▸ TESTO DI PARTENZA

* * * *

C’è chi pensa robe folli e pensa di smettere di pensare e di farle, quelle robe folli, senza nemmeno avvertire.
C’è chi s’incazza e crede che abbia deciso io per tutti e invece volevo solo lasciare la libertà di scelta, che ora è tardi, che ho fatto mistero, che c’è stronzaggine, che si pensa a qualcosa di grave e c’è roba che si tira, e tutto era per me, e c’è chi crede di non centrarci nulla.
C’è chi vorrebbe vivere bene una buona serata in un locale mai visto mai sentito, che si vive una volta sola, e quindi, alla fine, c’è da vivermi.
C’è chi si diverte davanti a un concerto in tv con le braccia alzate a rendere l’atmosfera come pochi giorni prima, quando tutto era dal vivo.
C’è chi si deve addormentare perché c’ha gli occhi che bruciano, ma non è il vento che s’infila e nemmeno il sale del mare che s’insinua e nemmeno la cipolla che sfrigola.
C’è che si legge Ho solo vent’anni dottore, e a me viene il magone.
C’è la grancassa del batterista, con una farfalla, sembra il due-mila-tredici come un nuovo solstizio, anno con dei voli, alti e bassi, da volare fino in fondo.
C’è l’odore, c’è il profumo, c’è che non se ne va, che è questione da mettersi lì a sognare ancora un po’.
C’è che è molto bello, a volte si piange, altre volte si sospira, a volte si mandano giù bocconi amari.
C’è che ci sono notti dove si sogna l’impossibile, che è meglio smettere che altrimenti diventa una faticata.
C’è che ci sono momenti che portano i grilli a riprendere a cantare.
C’è chi andrebbe anche da solo visto il comportamento di altri, ma c’è anche chi preferirebbe il non da solo che poi si rischia di annoiarsi e perché altrimenti si penserebbe troppo e quindi preferirebbe una compagnia, quasi qualsiasi.
C’è chi è emozionatissimo da una roba nuova sparsa in giro per il mondo. E chiede aiuto.
C’è chi si dà una mossa, che la vita non è in rima, e si fa suo un libro che sa essere importante per quello che troverà, e allora perché aspettare?
C’è chi sente il mare dentro una conchiglia e ricorda che forse si sta perdendo robe in giro, attorno a se, e dispiace, che lo stare male fa perdere colpi, anche i più semplici, anche se a volte è solo l’effetto del vento nelle curve della vita. E ad ascoltare bene, a volte si sentono altre robe, inimmaginabili.
C’è che non c’è nulla per forza o per pietà, che quando arrivano parole vanno lasciate andare dove devono andare, come ieri e come domani. E come sempre si vedono gli occhi, anche se cedono si vedono lo stesso, come sempre.
C’è chi crede sia strano come una stanza e la routine perdano il loro significato a seguito di un banale evento, dove non arriva la ragione l’anima sta in ansia.
C’è chi vede il sole ma con aria fresca e probabilmente si ammala.
C’è che è un onore e si cercherà di non scordarlo mai.
C’è chi gira in solitudine a catturare scatti di questo pazzo mondo.

* * * *

▸ MATERIALE FORNITO
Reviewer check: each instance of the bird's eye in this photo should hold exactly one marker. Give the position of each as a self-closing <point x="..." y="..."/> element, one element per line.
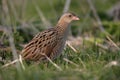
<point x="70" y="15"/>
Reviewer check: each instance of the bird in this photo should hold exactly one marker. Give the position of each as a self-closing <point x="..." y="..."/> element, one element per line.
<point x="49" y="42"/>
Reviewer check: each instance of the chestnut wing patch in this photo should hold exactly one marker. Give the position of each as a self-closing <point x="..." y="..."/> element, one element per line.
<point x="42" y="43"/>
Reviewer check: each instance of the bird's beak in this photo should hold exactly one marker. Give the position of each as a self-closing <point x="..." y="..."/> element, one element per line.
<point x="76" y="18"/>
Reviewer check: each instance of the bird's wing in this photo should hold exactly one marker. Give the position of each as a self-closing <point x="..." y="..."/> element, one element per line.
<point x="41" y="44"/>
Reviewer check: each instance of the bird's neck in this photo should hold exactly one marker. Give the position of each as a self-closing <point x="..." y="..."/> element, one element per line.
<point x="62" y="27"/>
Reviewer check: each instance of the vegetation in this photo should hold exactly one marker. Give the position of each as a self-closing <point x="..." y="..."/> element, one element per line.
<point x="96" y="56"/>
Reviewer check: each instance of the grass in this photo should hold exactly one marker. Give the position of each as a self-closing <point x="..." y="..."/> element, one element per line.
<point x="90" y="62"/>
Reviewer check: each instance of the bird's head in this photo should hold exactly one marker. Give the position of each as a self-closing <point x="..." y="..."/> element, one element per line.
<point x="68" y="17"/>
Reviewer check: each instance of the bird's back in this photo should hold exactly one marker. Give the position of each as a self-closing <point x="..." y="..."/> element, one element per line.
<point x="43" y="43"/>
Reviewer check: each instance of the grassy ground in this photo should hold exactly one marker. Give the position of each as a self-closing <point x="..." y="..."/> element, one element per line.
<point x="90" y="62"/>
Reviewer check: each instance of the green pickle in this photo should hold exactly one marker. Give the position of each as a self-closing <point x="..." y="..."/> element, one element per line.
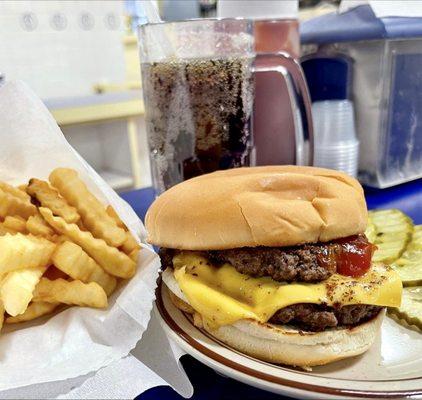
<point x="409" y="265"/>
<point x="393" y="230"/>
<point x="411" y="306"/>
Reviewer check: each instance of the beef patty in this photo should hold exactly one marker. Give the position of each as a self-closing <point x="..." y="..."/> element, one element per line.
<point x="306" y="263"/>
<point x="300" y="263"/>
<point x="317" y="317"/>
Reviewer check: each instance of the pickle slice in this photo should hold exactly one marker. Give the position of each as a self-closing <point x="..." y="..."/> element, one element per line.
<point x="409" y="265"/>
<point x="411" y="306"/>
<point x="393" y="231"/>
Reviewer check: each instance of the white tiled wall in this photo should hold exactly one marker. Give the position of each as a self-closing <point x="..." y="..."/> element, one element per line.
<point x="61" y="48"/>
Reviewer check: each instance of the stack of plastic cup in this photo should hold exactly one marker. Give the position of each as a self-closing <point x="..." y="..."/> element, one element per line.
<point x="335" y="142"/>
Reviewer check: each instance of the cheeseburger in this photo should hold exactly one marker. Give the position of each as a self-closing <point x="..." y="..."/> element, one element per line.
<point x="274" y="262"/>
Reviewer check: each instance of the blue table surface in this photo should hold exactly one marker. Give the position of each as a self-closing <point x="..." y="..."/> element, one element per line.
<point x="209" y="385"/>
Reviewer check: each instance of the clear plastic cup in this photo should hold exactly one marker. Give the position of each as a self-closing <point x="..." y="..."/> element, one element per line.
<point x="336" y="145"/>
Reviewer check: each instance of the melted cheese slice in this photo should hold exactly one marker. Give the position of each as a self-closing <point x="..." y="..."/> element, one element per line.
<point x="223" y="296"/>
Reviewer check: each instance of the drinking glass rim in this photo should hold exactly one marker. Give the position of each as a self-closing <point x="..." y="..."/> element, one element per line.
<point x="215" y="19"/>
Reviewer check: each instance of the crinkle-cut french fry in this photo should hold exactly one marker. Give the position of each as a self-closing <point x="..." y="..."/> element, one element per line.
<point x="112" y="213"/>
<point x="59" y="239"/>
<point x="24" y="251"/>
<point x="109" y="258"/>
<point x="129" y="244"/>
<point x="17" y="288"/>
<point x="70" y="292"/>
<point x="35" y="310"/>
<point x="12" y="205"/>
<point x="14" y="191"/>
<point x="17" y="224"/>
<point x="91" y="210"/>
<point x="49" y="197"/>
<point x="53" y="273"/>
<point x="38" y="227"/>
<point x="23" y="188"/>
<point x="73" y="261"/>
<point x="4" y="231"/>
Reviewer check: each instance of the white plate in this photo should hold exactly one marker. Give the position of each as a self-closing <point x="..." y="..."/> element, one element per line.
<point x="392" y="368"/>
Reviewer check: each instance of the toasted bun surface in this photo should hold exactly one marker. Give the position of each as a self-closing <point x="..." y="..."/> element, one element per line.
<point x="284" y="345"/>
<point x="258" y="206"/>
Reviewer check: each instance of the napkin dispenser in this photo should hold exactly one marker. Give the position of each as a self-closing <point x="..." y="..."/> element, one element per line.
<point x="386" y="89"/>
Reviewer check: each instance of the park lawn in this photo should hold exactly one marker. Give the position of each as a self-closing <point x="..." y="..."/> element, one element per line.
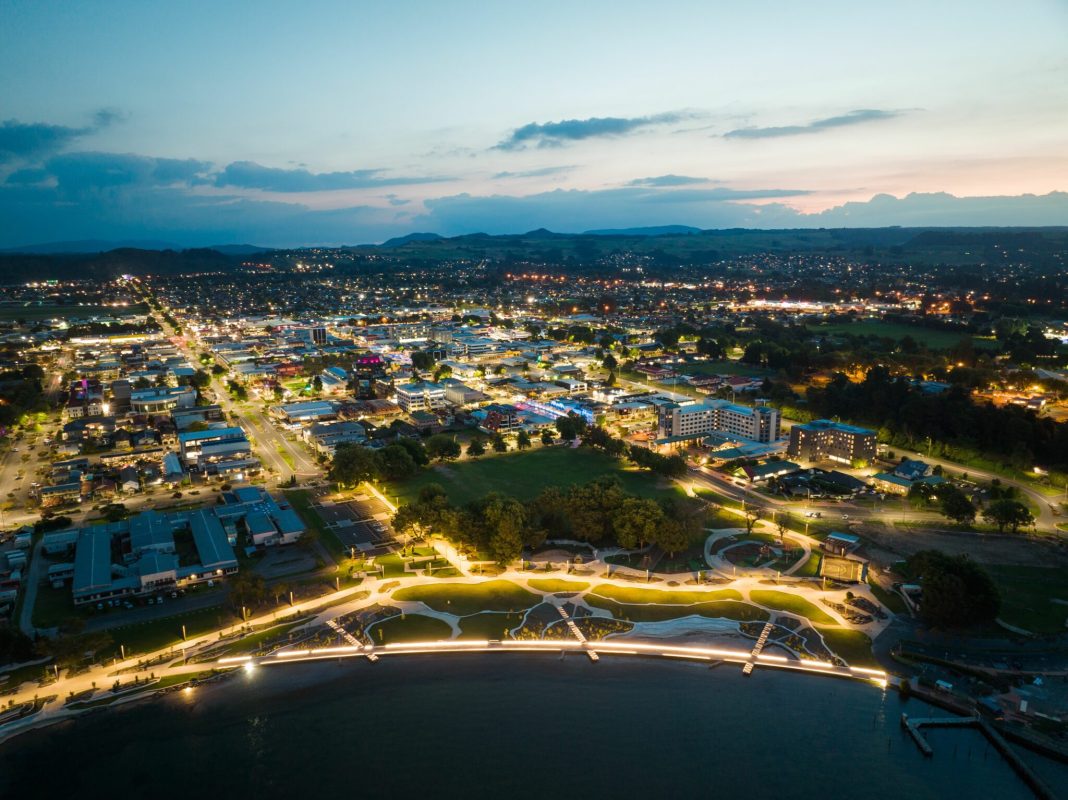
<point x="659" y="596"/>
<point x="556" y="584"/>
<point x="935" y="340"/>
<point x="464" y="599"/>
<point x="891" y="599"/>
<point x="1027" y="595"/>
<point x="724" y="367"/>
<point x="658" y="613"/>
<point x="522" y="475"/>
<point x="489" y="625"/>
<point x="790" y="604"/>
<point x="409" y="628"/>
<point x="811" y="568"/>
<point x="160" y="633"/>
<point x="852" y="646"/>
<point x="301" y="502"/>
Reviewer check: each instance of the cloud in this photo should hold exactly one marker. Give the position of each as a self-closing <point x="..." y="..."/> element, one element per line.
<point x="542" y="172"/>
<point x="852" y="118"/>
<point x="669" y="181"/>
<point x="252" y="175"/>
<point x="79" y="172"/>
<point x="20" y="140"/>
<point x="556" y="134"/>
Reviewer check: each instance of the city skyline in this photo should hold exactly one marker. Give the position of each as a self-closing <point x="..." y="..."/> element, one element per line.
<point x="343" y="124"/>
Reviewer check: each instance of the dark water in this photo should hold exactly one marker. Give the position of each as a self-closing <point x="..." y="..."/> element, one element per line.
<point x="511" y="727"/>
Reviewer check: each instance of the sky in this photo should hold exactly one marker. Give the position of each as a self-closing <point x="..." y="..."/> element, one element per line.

* * * *

▸ CONSEGNA 1
Riscrivi in forma più breve il paragrafo del testo di partenza che inizia con «C’è chi andrebbe anche da solo», senza perderne i fatti principali.
▸ CONSEGNA 2
Prosegui il testo di partenza a partire dalla sua ultima frase, quella su chi gira in solitudine a catturare scatti.

▸ RISULTATO 1
Alcuni andrebbero anche da soli, visto il comportamento degli altri. Altri invece preferiscono non stare da soli, per non rischiare di annoiarsi e di pensare troppo, e scelgono quindi una compagnia, quasi qualsiasi.

▸ RISULTATO 2
C’è chi si sente col culo sulla sedia, e non sa se è un bene o un male, e che sente la mont blanc con cui far fuori, e non sa se è un bene o un male, ma ha tutto in tiro.
C’è che non c’è il tempo di calmarsi e non se ne ha voglia.
C’è che a volte c’è il clima adatto per sdraiarsi a godere dell’aria che rizza i peli e le sensazioni e porta le lenzuola sulle gambe e sulla schiena e lascia liberi i sorrisi e si sogni nel sonno.
C’è che prima di un giro in bici in compagnia è meglio un tocco di buon lambro, giusto per il coraggio, che dopo ci sono la pizza e la partita.
C’è chi ha un poco di carlite e ci sorride in compagnia.
C’è chi ha scoperto che deve fare più chiarezza, esponendosi di più, mostrando meglio la persona.
C’è che sui muri a volte sono scritte buone verità: Bisogna osare e lottare tutt’oggi per la speranza e il sogno di domani. E sarebbe bello fossero lette dal futuro.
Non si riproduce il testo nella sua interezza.